REQUIREMENT » Each line from the one that contains "the white desktop" to the end of the material must be quoted exactly; include both end lines and nothing else.

Extracted data entries
--------
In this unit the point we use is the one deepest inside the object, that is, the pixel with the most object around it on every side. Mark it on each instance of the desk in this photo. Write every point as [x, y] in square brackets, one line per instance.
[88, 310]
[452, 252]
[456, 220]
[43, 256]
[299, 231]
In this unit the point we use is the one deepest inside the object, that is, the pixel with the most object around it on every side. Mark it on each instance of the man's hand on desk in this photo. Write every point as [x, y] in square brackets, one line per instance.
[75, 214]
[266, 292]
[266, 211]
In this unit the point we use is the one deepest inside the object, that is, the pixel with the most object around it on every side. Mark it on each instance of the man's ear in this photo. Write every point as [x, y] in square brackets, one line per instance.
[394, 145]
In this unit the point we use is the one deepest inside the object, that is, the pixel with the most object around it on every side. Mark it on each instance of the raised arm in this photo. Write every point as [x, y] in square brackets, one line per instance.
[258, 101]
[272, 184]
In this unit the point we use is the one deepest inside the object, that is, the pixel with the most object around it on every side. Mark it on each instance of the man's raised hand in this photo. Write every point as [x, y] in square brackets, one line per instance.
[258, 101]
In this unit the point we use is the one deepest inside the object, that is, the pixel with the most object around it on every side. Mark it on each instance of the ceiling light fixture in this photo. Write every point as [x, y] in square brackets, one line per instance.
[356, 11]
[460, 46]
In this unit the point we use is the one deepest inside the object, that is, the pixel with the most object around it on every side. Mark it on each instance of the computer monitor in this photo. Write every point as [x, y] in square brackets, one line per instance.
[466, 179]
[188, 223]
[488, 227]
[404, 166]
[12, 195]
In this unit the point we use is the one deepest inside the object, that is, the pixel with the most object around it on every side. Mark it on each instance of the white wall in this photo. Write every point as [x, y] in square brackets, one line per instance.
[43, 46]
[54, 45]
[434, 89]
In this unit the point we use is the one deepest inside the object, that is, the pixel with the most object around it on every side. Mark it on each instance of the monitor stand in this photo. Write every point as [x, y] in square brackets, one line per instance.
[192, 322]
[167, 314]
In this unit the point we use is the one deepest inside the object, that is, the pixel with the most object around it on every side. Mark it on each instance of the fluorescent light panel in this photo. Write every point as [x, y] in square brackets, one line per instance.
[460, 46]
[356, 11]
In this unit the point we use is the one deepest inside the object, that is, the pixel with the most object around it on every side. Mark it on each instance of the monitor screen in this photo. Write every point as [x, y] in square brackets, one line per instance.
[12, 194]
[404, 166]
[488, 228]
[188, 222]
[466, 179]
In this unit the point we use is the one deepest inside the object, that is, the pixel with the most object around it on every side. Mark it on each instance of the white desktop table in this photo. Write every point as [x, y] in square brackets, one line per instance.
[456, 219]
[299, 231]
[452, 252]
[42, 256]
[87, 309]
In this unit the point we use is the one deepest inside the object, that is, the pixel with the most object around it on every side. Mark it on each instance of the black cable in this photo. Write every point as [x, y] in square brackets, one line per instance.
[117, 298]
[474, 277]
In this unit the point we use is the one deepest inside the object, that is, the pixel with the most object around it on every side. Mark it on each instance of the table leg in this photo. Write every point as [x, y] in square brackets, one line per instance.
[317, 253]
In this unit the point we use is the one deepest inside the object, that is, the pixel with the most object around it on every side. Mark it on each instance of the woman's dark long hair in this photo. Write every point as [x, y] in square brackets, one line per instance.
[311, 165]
--------
SOLUTION BELOW »
In this unit the point we use is the one deepest inside the object, that is, the pixel with the most object around it on every side. Mark it on each instance of the white desktop table in this photo. Write every point as [x, y] in square brackets, one line per instance.
[456, 219]
[299, 231]
[452, 252]
[42, 256]
[87, 309]
In this unit the point we use is the one deepest inside the object, that is, the pixel with the most object around it on every side. Mark it on each instance of the black cable in this photo. Write every point as [x, y] in square brackets, one line per instance.
[117, 298]
[474, 277]
In this unit the point we use is the one deepest inside the object, that is, the pixel with the most object around it on every side. Mark it on each instance of the table leg in this photo. Write every point as [x, y] in square brackets, one line per instance.
[317, 253]
In this unit the point we use is the one deepest inside the object, that is, the pixel with the most object around it on every side. Mark it on each instance of the woman's dark long hair in this photo. Write every point as [x, y] in square brackets, one line per instance.
[311, 165]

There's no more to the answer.